◆ **Your instructions**: Without including pictures, set down every record exactly as it stands.

◆ **Data**:
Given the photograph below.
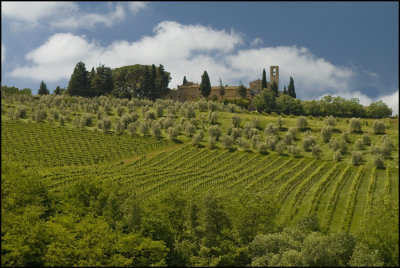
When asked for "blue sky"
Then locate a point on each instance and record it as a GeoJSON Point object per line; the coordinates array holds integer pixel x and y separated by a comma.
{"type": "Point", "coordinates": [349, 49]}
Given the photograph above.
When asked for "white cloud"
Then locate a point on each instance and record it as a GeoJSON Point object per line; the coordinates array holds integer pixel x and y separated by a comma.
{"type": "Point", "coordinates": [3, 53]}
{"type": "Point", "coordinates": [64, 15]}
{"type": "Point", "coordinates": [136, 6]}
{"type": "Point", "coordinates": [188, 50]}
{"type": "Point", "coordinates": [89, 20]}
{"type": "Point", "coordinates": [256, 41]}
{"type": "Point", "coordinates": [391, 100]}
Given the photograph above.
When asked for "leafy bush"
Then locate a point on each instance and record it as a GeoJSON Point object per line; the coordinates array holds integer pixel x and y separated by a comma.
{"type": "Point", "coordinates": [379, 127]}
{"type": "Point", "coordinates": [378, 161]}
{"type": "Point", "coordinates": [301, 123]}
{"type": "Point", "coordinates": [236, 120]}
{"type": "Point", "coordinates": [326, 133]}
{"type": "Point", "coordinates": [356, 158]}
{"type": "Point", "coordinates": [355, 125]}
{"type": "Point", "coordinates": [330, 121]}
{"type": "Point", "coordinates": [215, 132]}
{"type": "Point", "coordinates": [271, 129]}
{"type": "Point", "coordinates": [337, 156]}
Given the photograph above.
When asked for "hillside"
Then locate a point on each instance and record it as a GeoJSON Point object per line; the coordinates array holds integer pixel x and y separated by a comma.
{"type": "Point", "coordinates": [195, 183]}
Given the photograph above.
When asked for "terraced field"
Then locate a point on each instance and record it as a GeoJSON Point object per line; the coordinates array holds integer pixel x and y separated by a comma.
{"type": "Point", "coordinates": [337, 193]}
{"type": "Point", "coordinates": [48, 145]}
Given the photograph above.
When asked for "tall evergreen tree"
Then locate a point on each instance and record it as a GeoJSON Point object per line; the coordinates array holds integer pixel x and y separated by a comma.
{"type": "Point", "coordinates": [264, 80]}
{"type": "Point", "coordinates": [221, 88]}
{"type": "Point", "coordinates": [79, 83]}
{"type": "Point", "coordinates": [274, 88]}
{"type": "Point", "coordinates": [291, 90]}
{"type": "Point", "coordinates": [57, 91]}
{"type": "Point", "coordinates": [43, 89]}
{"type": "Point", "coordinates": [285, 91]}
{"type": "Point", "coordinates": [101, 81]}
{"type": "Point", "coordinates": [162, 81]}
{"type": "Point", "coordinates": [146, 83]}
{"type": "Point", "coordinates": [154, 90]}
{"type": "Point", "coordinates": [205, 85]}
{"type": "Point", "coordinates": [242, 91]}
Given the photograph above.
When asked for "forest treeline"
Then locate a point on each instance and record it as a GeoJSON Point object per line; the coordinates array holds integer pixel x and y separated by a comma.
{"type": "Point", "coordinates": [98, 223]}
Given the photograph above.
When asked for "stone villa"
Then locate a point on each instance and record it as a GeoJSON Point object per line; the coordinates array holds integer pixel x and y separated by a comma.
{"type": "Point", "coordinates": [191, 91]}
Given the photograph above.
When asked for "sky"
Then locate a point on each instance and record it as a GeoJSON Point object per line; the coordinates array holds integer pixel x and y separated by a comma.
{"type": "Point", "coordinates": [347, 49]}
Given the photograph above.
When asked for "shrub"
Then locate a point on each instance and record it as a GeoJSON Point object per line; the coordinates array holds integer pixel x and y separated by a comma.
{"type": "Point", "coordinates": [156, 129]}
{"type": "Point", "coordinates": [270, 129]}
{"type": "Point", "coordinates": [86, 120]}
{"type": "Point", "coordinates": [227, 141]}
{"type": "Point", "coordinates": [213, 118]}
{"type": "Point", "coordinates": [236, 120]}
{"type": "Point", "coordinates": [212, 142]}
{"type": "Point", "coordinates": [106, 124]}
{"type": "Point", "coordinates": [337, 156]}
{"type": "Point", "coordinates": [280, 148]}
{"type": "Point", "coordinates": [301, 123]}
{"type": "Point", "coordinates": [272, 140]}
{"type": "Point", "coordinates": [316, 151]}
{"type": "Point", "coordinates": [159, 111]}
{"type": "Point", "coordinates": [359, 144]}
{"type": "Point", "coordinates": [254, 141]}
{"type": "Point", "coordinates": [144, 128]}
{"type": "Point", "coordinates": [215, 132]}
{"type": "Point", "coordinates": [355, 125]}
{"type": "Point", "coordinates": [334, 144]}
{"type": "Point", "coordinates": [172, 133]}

◆ **Answer to the exercise**:
Given the photograph below.
When asked for "blue sky"
Then locate a point on each instance and record it as a GeoJSON Point object per line; the coordinates array holds integer pixel x and y separated by a comma.
{"type": "Point", "coordinates": [349, 49]}
Given the photograph above.
When asked for "white cloud"
Then locate a point on each instance and record it as a GeoJSON Point object per line; the coordinates array holds integer pixel x and y separated by a comma.
{"type": "Point", "coordinates": [3, 53]}
{"type": "Point", "coordinates": [64, 15]}
{"type": "Point", "coordinates": [136, 6]}
{"type": "Point", "coordinates": [188, 50]}
{"type": "Point", "coordinates": [89, 20]}
{"type": "Point", "coordinates": [256, 41]}
{"type": "Point", "coordinates": [391, 100]}
Given the photograph above.
When asked for "leafy bush"
Then locate a point on each instance and record it as a GeoJSON Point object per line; the coordinates array holds integer pixel x and y separated by a comma.
{"type": "Point", "coordinates": [379, 127]}
{"type": "Point", "coordinates": [378, 161]}
{"type": "Point", "coordinates": [301, 123]}
{"type": "Point", "coordinates": [236, 120]}
{"type": "Point", "coordinates": [326, 133]}
{"type": "Point", "coordinates": [356, 158]}
{"type": "Point", "coordinates": [355, 125]}
{"type": "Point", "coordinates": [330, 121]}
{"type": "Point", "coordinates": [215, 132]}
{"type": "Point", "coordinates": [271, 129]}
{"type": "Point", "coordinates": [337, 156]}
Given the photograph above.
When asked for "hillside"
Then locate a point on each instance and record it as a GeoJSON Point object per line; the coordinates array holds integer pixel x and y separated by a comma.
{"type": "Point", "coordinates": [195, 183]}
Given the photograph above.
When asked for "terraced field"
Then locate a point on each instance and record it as a GeoJSON Point object per line; the coordinates array holds integer pixel x and y separated by a comma.
{"type": "Point", "coordinates": [337, 193]}
{"type": "Point", "coordinates": [48, 145]}
Given the photograph above.
When asked for "tall evergreen tree"
Then locate a point on each instance and record it as a GeoJSON Point object per line; the coordinates array holds integer pixel x and y separated by a comma.
{"type": "Point", "coordinates": [264, 80]}
{"type": "Point", "coordinates": [221, 88]}
{"type": "Point", "coordinates": [79, 83]}
{"type": "Point", "coordinates": [274, 88]}
{"type": "Point", "coordinates": [291, 90]}
{"type": "Point", "coordinates": [57, 91]}
{"type": "Point", "coordinates": [43, 89]}
{"type": "Point", "coordinates": [285, 91]}
{"type": "Point", "coordinates": [101, 81]}
{"type": "Point", "coordinates": [162, 81]}
{"type": "Point", "coordinates": [146, 83]}
{"type": "Point", "coordinates": [154, 90]}
{"type": "Point", "coordinates": [205, 85]}
{"type": "Point", "coordinates": [242, 91]}
Given the photograph above.
When asked for "forest treeline"
Then locate a point on each instance and record it as a GeoJSON Point object per line; the coordinates array holds integer pixel x and y separated by a comma.
{"type": "Point", "coordinates": [98, 223]}
Given the photograph above.
When asked for "stone villa"
Then locate a point on each instance and record it as a GeoJSON Point object per line; the coordinates array holds integer pixel x and y separated by a comma.
{"type": "Point", "coordinates": [191, 91]}
Given the photograph above.
When asked for "sky"
Then locate a point on each instance and record it as a GeoJSON Point object per line; the coordinates array holds integer pixel x and y separated by a comma.
{"type": "Point", "coordinates": [347, 49]}
Given the photograph above.
When asked for "shrub"
Then locate a point on each instance and record it as a GeoJSON Point object per line; the coordinates array holds integer pixel x and y separated by a comma.
{"type": "Point", "coordinates": [156, 129]}
{"type": "Point", "coordinates": [270, 129]}
{"type": "Point", "coordinates": [86, 120]}
{"type": "Point", "coordinates": [227, 141]}
{"type": "Point", "coordinates": [213, 118]}
{"type": "Point", "coordinates": [236, 120]}
{"type": "Point", "coordinates": [212, 142]}
{"type": "Point", "coordinates": [106, 124]}
{"type": "Point", "coordinates": [337, 156]}
{"type": "Point", "coordinates": [280, 148]}
{"type": "Point", "coordinates": [301, 123]}
{"type": "Point", "coordinates": [272, 140]}
{"type": "Point", "coordinates": [316, 151]}
{"type": "Point", "coordinates": [159, 111]}
{"type": "Point", "coordinates": [359, 144]}
{"type": "Point", "coordinates": [254, 141]}
{"type": "Point", "coordinates": [144, 128]}
{"type": "Point", "coordinates": [215, 132]}
{"type": "Point", "coordinates": [355, 125]}
{"type": "Point", "coordinates": [334, 144]}
{"type": "Point", "coordinates": [172, 133]}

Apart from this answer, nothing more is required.